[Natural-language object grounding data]

# # # #

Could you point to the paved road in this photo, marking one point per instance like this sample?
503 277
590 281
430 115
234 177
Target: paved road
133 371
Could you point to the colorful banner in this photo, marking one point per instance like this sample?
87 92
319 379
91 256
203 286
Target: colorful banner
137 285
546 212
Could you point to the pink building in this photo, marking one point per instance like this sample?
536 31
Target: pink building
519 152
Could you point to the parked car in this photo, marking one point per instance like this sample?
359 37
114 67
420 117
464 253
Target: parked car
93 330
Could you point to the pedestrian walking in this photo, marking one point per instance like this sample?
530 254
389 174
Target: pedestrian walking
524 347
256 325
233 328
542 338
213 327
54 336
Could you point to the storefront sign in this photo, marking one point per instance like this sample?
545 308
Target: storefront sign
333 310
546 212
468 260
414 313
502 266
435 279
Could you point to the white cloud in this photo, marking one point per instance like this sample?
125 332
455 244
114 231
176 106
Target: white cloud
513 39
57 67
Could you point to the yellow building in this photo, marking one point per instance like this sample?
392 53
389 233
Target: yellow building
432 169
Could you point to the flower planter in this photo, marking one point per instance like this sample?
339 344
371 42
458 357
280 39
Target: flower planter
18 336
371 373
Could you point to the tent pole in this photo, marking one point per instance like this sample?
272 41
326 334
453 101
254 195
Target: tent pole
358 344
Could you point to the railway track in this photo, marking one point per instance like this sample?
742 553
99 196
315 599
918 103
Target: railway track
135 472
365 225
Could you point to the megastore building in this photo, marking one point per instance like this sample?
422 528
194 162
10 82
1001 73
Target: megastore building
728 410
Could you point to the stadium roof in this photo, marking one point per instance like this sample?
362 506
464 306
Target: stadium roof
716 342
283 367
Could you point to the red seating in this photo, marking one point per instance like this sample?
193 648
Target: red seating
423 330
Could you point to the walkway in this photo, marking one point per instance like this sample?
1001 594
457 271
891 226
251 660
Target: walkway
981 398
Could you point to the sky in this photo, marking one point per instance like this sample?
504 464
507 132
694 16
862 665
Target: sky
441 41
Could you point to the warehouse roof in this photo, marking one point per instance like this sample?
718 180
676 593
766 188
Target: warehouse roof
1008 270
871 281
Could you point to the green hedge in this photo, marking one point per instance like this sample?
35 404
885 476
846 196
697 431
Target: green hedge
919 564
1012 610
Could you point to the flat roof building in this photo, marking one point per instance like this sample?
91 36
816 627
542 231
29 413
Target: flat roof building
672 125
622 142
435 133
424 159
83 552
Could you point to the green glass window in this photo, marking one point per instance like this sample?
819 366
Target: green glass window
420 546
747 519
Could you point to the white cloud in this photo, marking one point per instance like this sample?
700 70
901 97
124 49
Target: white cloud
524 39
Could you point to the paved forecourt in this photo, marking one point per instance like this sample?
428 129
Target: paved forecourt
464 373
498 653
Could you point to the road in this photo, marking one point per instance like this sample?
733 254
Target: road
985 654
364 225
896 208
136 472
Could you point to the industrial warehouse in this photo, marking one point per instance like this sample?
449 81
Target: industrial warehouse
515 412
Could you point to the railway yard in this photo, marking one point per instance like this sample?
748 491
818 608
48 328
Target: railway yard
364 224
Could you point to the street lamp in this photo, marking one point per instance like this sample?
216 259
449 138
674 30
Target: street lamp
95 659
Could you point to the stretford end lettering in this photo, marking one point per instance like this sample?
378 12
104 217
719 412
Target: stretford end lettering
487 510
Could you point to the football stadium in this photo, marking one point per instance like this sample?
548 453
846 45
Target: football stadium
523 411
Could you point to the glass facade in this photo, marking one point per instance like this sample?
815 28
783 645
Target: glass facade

# # # #

Task to complete: Nothing may be dropped or altered. Copy every line above.

Problem solution:
Could you point to the paved road in this photo, marking one point per instance like this sample?
503 277
590 281
430 115
234 177
Target: paved road
133 371
Could you point to the colorful banner in this photo, marking one point per instance like this sample?
87 92
319 379
91 256
203 286
Target: colorful banner
137 285
546 212
Could you point to the pink building in this photo, marking one point per instance like this sample?
536 31
Target: pink building
519 152
Could you point to the parked car in this photo, marking one point per instance like this sample?
359 37
114 67
420 117
464 253
Target: parked car
93 330
Could you point to the pedestrian walking in this photo, marking one point per instance like this sample?
530 254
389 174
Target: pedestrian walking
524 347
256 325
233 328
542 338
213 327
54 336
Could you point to the storefront sign in this photo, marking one point per instance like this sample?
545 308
Target: storefront sign
333 310
546 212
468 260
414 313
502 266
435 279
Could you point to the white cloud in this photo, marking one point per instance like this sample?
125 332
455 244
114 231
176 106
Target: white cloud
513 39
57 67
Could you point to the yellow building in this photo, marking one point per instance like this sample?
392 53
389 233
Target: yellow building
432 169
Could you point to the flower planter in this photo, marking one point per instance like this sample?
339 344
371 42
458 357
280 39
Target: flower planter
18 336
371 373
Could you point to the tent pole in this photo, marking one point per instance like this sample?
272 41
326 334
453 101
254 195
Target: tent pole
358 344
Could you point to the railway track in this photo, marking one point per instance like this sample?
742 553
99 196
315 599
918 103
Target: railway track
135 472
365 225
Could you point to the megastore building in this photo, marking one point per instance like this sample?
422 528
194 162
10 82
1001 73
Target: megastore building
728 410
Could you point to the stadium roof in this photo, marking one point per instance like this sample?
362 506
464 306
Target: stadium roof
716 342
283 367
Could you point to the red seating in this photo, marking one point per instance like this sample?
193 648
Target: red seating
423 330
Could you point to the walkway in this photo, marking one point per instance like this sample?
1001 594
457 271
891 226
251 660
Target: walkway
981 398
Could you point to the sky in this photo, marking one point per instance like this sample?
504 464
507 132
694 16
862 665
Target: sky
441 41
Could you point to the warehouse roof in this photo, marking one point per instance like this sample?
718 180
676 593
766 188
Target: warehouse roof
1008 270
871 281
Could you point to the green hedge in this photo, marking one point per instance like this sample?
35 404
885 476
846 196
697 431
Target: green hedge
919 564
1012 610
Could you point to the flat roof building in this photo, marking one point per instance like this sample?
91 36
816 627
542 231
29 413
Target: flat roof building
672 125
622 142
435 133
424 159
83 552
Could you point to the green glass window in this photo, marking one point per instance like this sample?
819 366
Target: green glass window
420 546
747 519
Could you point to the white cloud in this photo, marking one point per instance like this sample?
700 70
901 97
124 49
Target: white cloud
524 39
Could you point to the paved forecourt in this photo, marking one point per instance like this sample?
428 129
Target: paved forecourt
464 373
498 653
Could you point to the road in this photo, marking one point per instance like this sample?
733 254
Target: road
985 654
364 225
896 208
136 472
Could you point to the industrial warehouse in this photo, marking one point per instance like this sample?
449 81
Target: industrial warehouse
515 412
Could you point to the railway yard in this photo, marking one point per instance like this sample?
748 491
818 608
48 328
Target: railway yard
364 224
Could you point to the street lamp in this photo, marking one point per instance like this sample?
216 259
449 138
674 30
Target: street lamp
95 659
Could you point to the stretford end lettering in this photo, marking one point per instance like this sample?
378 12
104 217
719 412
Target: stretford end lettering
487 510
Could you point to the football stadium in this photo, marking one point per instance like this sample?
548 453
846 45
Target: football stadium
523 411
Could you point to the glass facade in this photo, marking one point per instance like this sample?
815 28
783 645
Target: glass facade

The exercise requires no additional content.